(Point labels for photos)
==================================================

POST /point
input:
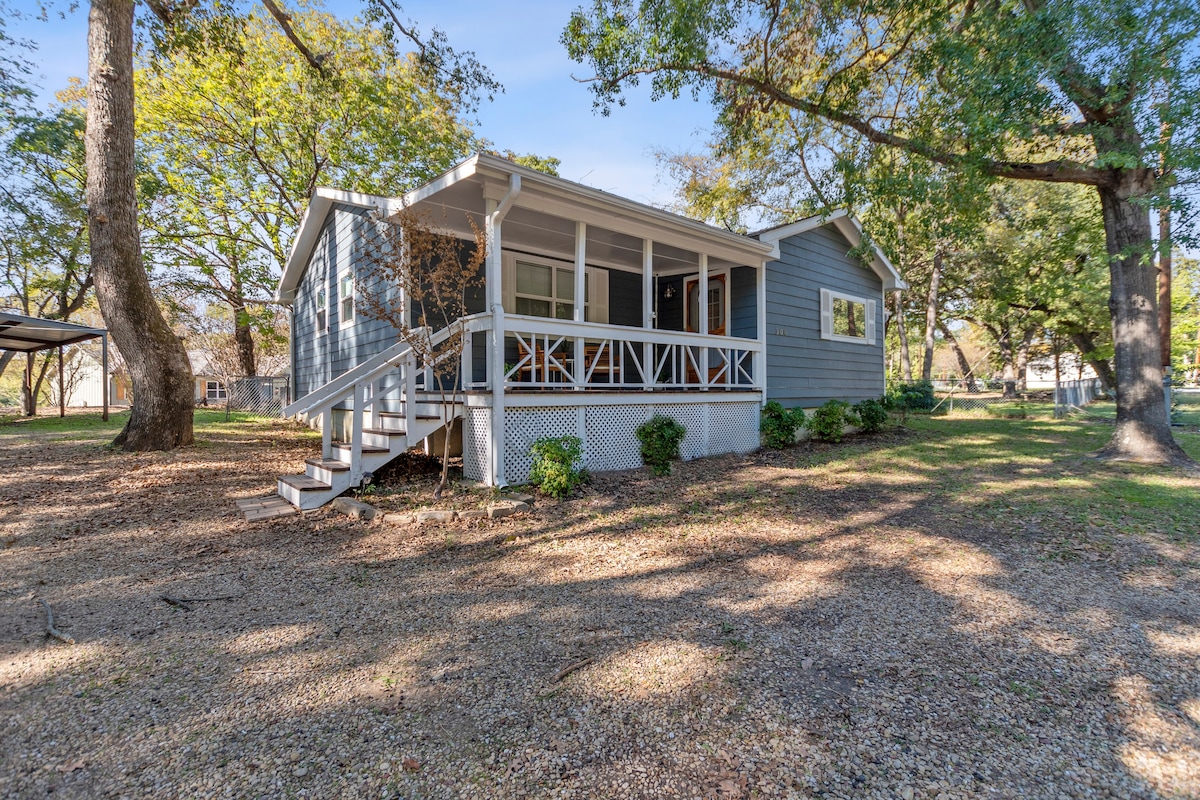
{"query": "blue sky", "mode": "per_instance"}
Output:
(544, 109)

==================================================

▶ What you need to do
Format every line of the rows above as a Markdown table with the columns No. and Line, numbering the lines and skipping any blank ones. Leave the pictures out of the answer.

▶ Exercise answer
| No. | Line |
|---|---|
| 1 | POST /point |
| 2 | input: |
| 3 | {"query": "blue sky", "mode": "per_instance"} |
| 4 | Output: |
| 5 | (544, 109) |